-- Start of Text excerpt --
# Eterna-Matic 21 Jewel Chronometer



## Waylands (May 24, 2012)

Hi,

i am new to this forum so please bear with me. my Partner bought me an Eterna-matic Chronometer and I was wondering if anyone had any information on this watch? I have been in contact with Eterna/Porsche who have requested info on serial numbers but there are no eternal engravings on the case so I am going to get it opened up and see what is inside. In the meanwhile I have attached some photos. It is a very simple watch and I love the clean lines and would be particularly interested if anyone could advise on possible dates. I have looked extensively on the internet for thsi watch and have seen something similar style wise and I have approached an Eterna vintage watch reseller here in the UK and they say they have seen nothing like it.

best wishes and any help would be appreciated

Simon


----------



## Waylands (May 24, 2012)

Hi Silly question, I dragged and dropped the photos onto the original question/posting and they looked ok. When I go to 'image' or 'my media' I dont have any options to upload any images. sorry for my ignorance here. what is the best way to attach an image?

best wishes

Simon


----------



## scottswatches (Sep 22, 2009)

Hi Simon, welcome to









Try this sticky for attaching pics

http://www.thewatchforum.co.uk/index.php?showtopic=13637

We look forward to seeing the watch and trying to help


----------



## Waylands (May 24, 2012)

here goes. Thanks for the link Scottswatches


----------



## scottswatches (Sep 22, 2009)

no problem. That looks a nice watch

the caseback unscrews anti clockwise, and the tool to use is something like this

http://rltwatches.co.uk/opencart/index.php?route=product/product&path=6&product_id=35

as sold by the host of this forum. Be careful that it doesn't slip, otherwise you could scratch the caseback. You might be able to try a squash ball - sometimes this works, but you have to be carefully when refitting that you can get it tight enough with this method. Any jeweller would also be able to take the back off for you - it's a 1 minute job (including finding the tools!)

Inside you will find a rotating weight that powers the watch, so if you can't see the serial numbers move the weight around - it doesn't matter which direction. Take pictures of the movement with the weight in different places and we should be able to help, especially if you crop the pictures down to just the watch which should make them larger


----------



## pugster (Nov 22, 2004)

its an eterna 5 star est 1960's /70's , theres plenty of them all over ebay with different case designs.


----------
-- End of Text excerpt --
-- Start of Dataset content --
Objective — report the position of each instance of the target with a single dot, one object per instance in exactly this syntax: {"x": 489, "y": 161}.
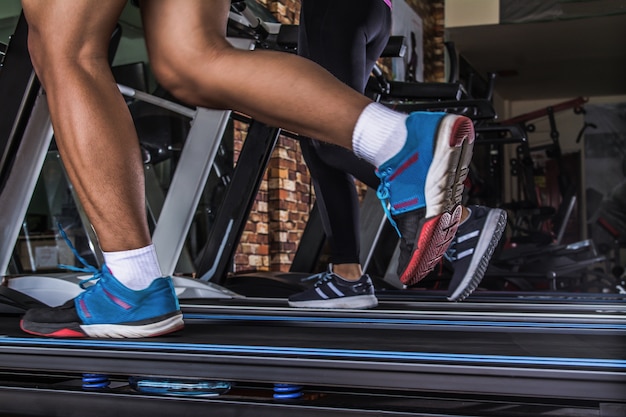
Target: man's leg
{"x": 68, "y": 42}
-- End of Dataset content --
[Aim of the exercise]
Reproduce the part of the Eterna-Matic forum thread between "# Eterna-Matic 21" and "nothing like it.", inclusive.

[Correct response]
# Eterna-Matic 21 Jewel Chronometer



## Waylands (May 24, 2012)

Hi,

i am new to this forum so please bear with me. my Partner bought me an Eterna-matic Chronometer and I was wondering if anyone had any information on this watch? I have been in contact with Eterna/Porsche who have requested info on serial numbers but there are no eternal engravings on the case so I am going to get it opened up and see what is inside. In the meanwhile I have attached some photos. It is a very simple watch and I love the clean lines and would be particularly interested if anyone could advise on possible dates. I have looked extensively on the internet for thsi watch and have seen something similar style wise and I have approached an Eterna vintage watch reseller here in the UK and they say they have seen nothing like it.